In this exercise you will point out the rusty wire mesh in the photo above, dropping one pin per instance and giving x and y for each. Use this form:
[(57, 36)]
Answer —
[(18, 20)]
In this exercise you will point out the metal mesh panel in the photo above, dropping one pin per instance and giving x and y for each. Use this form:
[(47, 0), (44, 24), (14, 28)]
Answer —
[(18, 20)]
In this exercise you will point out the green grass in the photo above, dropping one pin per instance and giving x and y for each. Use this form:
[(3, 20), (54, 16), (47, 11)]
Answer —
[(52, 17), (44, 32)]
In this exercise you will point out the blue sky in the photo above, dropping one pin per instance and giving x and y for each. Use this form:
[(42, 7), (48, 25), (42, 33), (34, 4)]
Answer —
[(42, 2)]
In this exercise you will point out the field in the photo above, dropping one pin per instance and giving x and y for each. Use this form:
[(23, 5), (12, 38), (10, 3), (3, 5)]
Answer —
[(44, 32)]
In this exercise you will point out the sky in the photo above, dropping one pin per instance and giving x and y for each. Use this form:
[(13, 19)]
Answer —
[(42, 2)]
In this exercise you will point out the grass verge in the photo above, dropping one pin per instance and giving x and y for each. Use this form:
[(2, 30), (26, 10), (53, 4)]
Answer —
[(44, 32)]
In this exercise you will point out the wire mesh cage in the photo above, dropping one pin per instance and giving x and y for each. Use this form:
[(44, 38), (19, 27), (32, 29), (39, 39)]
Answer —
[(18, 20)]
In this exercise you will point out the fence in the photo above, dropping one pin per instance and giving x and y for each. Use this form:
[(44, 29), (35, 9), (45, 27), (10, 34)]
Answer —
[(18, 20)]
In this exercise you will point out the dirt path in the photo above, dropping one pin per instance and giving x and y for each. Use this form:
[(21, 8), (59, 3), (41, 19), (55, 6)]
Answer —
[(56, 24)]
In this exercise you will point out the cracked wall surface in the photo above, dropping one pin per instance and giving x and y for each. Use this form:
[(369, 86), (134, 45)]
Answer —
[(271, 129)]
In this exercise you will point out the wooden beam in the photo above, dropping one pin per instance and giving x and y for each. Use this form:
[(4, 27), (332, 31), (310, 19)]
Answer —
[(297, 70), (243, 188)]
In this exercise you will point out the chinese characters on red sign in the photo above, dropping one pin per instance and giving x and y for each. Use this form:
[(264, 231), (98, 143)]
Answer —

Aim of the task
When a line in the material contains the string "wire", copy that line.

Task result
In this exercise you will point out the rusty wire mesh in the photo above, dropping one pin per instance and giving x and y for each. Use this form:
In this exercise you will point out the wire mesh cage in the photo above, dropping one pin per instance and giving x and y for each. Use this form:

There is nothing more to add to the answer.